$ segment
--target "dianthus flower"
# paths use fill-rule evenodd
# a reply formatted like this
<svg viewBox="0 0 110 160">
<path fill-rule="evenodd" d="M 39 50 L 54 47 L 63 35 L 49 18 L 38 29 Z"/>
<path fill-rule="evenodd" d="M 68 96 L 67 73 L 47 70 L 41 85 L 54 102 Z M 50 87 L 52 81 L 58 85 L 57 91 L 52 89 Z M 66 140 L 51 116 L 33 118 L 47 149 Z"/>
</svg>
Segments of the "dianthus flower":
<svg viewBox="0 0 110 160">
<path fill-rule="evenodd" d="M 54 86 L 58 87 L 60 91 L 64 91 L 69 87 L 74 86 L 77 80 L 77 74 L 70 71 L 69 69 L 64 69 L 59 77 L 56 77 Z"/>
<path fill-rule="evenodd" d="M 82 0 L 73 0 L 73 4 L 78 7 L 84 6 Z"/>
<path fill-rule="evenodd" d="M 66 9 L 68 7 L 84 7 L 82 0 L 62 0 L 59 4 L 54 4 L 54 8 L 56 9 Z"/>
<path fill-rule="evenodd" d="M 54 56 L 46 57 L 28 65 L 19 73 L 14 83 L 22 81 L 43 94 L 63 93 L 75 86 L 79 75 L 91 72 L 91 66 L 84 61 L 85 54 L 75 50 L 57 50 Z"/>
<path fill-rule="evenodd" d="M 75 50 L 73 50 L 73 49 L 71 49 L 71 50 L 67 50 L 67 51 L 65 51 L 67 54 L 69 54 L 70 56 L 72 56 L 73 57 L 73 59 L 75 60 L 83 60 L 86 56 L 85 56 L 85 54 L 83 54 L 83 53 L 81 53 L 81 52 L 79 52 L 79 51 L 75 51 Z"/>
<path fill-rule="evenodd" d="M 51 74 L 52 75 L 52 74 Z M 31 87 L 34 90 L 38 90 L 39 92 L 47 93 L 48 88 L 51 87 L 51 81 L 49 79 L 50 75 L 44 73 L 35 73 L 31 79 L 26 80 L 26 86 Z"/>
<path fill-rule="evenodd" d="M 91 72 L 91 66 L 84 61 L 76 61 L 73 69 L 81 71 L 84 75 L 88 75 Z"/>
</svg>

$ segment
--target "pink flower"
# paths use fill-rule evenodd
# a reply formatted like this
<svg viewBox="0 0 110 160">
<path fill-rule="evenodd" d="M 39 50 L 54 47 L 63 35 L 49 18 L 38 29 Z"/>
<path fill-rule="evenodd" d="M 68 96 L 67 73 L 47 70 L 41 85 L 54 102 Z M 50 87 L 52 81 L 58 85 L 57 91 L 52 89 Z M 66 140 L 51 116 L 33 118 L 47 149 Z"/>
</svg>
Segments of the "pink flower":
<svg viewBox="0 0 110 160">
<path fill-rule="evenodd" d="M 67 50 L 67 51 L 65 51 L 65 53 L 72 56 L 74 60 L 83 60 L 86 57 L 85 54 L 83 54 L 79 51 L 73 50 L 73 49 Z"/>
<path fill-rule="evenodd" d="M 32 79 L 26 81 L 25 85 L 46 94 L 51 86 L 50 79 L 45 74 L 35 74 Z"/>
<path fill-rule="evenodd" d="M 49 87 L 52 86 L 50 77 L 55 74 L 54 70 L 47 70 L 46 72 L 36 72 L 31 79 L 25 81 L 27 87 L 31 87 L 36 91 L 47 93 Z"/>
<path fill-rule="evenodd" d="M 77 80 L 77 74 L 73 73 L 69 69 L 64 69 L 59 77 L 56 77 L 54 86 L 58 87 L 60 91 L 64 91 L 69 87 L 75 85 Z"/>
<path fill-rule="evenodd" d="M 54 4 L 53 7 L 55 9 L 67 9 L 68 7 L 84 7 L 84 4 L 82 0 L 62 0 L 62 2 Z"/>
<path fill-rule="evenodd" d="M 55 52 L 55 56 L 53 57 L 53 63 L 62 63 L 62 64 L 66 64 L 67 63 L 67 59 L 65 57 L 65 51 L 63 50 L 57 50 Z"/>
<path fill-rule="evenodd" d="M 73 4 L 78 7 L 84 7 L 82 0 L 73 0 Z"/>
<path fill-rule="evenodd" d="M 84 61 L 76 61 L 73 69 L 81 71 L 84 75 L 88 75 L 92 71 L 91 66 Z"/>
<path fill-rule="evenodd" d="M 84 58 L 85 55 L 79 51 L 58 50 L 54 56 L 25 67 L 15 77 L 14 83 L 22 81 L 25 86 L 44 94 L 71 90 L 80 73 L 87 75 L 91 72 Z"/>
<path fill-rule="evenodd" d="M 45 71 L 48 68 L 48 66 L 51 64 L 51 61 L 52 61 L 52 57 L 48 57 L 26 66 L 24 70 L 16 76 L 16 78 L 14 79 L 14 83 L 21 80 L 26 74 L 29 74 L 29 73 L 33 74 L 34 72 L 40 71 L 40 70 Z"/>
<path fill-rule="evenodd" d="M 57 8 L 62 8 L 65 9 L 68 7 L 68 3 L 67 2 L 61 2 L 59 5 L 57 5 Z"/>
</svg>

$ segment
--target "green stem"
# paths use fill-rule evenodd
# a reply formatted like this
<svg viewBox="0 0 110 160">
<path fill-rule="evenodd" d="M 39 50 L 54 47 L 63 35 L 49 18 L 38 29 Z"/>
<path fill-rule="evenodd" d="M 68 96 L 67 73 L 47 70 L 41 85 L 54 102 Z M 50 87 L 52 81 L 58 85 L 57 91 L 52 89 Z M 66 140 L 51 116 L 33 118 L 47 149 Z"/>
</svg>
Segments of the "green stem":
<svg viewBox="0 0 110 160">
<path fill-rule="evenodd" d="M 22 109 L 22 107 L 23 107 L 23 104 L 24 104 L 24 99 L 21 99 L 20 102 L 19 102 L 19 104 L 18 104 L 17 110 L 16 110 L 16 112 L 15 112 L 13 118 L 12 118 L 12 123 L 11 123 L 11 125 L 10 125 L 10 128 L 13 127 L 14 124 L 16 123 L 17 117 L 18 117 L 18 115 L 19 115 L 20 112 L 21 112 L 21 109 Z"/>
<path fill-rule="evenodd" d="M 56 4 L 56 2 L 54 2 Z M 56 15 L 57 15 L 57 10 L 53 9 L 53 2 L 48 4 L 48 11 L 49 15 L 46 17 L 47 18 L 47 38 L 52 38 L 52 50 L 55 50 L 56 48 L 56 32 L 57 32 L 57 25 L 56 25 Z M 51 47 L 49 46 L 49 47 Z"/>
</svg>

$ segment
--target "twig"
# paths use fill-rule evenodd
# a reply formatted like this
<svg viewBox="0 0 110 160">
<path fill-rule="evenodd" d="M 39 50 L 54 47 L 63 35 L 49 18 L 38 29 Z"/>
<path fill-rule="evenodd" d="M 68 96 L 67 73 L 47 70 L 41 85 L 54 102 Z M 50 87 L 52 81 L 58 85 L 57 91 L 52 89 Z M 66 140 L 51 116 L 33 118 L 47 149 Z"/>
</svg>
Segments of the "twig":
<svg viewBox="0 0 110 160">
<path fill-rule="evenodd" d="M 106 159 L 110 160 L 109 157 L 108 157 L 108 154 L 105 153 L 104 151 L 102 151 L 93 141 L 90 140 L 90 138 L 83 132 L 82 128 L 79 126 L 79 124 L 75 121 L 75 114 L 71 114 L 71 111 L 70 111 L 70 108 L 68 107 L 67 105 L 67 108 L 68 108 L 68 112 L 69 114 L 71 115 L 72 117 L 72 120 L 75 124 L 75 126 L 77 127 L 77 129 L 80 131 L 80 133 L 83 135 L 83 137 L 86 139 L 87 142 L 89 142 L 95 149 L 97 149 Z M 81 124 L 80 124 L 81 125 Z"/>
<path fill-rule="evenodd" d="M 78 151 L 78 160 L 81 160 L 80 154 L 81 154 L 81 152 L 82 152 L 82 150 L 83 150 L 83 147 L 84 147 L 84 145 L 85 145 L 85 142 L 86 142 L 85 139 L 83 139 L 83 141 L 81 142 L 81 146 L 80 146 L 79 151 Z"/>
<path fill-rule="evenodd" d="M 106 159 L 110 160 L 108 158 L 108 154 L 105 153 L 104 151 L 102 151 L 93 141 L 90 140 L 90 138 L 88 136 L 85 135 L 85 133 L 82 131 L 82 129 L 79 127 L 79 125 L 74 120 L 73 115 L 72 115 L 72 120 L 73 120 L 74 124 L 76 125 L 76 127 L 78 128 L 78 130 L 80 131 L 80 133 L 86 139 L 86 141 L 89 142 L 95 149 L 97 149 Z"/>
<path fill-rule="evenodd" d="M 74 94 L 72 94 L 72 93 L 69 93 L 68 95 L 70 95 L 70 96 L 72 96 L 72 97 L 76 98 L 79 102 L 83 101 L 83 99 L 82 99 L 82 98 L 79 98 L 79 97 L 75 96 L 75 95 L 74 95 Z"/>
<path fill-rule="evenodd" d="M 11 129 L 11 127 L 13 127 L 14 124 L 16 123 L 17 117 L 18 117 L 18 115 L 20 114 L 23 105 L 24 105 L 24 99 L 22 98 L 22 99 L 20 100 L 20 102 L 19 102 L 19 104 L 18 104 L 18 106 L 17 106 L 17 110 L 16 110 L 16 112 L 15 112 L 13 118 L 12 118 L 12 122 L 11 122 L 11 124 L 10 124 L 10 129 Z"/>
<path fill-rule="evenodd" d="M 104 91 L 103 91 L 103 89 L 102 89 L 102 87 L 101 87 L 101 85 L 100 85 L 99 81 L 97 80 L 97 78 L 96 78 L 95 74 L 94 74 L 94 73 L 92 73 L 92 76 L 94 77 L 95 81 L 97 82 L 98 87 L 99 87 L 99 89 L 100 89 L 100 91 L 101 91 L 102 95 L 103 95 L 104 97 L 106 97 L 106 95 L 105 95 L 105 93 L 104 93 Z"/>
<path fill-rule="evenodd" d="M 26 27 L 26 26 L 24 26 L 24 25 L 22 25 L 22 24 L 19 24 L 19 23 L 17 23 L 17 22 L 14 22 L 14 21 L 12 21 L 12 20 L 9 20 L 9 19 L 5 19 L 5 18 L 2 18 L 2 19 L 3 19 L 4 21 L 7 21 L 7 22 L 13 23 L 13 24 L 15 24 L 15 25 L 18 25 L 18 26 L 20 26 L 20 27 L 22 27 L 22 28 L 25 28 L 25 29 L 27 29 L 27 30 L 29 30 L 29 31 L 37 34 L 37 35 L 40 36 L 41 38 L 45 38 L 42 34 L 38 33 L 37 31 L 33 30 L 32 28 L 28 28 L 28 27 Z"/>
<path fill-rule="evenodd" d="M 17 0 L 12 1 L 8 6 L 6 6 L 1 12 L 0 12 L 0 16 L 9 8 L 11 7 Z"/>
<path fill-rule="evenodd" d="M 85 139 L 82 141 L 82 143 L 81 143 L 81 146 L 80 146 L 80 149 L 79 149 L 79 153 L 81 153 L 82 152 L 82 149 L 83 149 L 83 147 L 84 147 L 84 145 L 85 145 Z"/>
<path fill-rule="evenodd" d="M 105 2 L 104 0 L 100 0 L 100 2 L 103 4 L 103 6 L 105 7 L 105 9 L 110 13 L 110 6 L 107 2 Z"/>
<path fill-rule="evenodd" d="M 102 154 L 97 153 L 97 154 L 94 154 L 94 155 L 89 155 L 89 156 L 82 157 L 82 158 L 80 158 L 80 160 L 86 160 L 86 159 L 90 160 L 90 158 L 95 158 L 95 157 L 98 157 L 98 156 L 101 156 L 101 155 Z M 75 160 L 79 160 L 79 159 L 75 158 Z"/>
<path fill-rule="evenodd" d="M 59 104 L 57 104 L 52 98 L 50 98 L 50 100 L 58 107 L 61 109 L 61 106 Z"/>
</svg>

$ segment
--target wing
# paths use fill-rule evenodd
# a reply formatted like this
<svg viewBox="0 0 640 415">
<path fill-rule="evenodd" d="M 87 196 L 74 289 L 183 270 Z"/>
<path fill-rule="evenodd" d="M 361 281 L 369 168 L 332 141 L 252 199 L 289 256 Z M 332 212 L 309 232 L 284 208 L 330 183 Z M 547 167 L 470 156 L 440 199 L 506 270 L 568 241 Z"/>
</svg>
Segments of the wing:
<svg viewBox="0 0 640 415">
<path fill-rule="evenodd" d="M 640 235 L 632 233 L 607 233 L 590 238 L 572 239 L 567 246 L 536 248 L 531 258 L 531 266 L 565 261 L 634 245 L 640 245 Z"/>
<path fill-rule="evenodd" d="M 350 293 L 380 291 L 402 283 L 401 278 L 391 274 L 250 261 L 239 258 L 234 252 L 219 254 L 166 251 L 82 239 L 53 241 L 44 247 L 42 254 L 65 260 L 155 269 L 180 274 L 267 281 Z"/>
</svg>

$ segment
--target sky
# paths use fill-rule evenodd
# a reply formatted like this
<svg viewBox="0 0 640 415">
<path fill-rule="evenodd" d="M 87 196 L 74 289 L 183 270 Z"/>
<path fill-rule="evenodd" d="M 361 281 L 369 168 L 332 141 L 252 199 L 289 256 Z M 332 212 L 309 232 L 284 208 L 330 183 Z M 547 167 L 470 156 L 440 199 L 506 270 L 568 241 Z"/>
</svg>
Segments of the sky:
*-*-*
> Required action
Scan the lines above for the word "target". Return each one that has it.

> Task output
--target "dianthus flower"
--target "pink flower"
--target "green stem"
--target "twig"
--target wing
--target sky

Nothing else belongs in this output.